** begin **

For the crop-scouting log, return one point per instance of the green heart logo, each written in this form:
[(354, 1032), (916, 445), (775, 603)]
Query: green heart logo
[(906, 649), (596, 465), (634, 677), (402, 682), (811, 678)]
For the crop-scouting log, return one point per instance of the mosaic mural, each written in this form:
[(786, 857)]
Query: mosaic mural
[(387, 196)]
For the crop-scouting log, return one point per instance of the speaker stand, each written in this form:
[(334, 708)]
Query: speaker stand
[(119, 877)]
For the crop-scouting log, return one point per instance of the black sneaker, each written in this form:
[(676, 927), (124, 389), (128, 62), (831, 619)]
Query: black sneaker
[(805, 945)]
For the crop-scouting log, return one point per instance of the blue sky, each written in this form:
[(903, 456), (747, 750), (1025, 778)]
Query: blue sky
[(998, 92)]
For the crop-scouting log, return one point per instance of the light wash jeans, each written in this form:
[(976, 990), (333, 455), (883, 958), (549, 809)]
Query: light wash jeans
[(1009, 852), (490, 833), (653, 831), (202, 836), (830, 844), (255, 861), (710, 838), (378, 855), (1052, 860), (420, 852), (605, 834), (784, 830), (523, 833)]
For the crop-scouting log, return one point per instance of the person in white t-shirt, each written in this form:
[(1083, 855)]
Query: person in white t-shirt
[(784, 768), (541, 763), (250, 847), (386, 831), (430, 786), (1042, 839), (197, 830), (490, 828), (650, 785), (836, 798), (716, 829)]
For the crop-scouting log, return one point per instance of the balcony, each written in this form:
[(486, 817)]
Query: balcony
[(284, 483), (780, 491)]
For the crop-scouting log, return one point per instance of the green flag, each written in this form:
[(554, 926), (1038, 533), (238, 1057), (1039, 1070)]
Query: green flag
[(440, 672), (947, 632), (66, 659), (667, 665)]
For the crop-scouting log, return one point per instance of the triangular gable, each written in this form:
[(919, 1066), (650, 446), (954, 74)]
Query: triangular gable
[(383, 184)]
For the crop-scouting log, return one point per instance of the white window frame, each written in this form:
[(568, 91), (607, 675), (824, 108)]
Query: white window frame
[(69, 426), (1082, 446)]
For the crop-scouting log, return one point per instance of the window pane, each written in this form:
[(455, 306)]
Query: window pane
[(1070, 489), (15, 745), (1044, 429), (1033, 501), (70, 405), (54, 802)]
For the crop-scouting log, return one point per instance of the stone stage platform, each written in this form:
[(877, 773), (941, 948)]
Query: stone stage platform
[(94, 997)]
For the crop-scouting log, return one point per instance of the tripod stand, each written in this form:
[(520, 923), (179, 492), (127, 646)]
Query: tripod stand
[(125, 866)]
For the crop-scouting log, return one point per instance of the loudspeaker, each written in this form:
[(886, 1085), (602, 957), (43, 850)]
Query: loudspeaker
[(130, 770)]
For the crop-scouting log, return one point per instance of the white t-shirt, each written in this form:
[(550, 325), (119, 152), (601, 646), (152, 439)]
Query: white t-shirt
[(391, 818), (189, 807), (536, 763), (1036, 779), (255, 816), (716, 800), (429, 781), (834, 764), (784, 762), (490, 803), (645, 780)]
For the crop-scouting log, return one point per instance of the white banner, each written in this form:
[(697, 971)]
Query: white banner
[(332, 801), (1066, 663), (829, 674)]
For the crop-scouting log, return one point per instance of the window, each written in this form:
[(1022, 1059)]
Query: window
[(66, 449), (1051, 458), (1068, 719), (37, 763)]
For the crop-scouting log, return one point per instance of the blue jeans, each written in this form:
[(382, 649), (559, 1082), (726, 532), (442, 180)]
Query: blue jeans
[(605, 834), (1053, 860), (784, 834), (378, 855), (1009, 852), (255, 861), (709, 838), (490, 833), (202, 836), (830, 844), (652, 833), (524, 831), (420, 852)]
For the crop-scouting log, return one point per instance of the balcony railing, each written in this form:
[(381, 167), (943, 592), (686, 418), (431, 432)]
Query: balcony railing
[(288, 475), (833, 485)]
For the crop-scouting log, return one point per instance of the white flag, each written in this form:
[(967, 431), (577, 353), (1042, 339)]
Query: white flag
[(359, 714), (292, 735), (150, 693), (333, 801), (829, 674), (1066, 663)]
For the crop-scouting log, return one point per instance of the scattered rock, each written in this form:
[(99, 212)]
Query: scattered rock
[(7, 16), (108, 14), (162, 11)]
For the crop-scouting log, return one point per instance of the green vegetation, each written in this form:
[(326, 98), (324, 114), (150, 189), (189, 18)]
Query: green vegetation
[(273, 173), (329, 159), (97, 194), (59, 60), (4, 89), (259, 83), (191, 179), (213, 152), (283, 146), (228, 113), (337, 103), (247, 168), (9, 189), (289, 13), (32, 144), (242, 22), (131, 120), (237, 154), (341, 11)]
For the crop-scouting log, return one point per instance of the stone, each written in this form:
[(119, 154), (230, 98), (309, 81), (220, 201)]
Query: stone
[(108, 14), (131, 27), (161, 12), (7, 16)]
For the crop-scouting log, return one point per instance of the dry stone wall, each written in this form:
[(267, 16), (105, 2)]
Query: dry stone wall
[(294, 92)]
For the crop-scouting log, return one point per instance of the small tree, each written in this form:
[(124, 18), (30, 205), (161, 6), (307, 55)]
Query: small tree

** end **

= The exercise =
Please rewrite the records as a numbered list, starting with their first line and going on through the line with "[(906, 649), (596, 465), (634, 677), (402, 682), (811, 678)]", both included, and leaving out any blank lines.

= Output of the task =
1. For the crop-scouting log, return one point per instance of the green heart logo, each written in this form:
2. [(354, 1032), (916, 445), (775, 603)]
3. Query: green heart logo
4. [(906, 649), (596, 465), (634, 677), (402, 682), (811, 678)]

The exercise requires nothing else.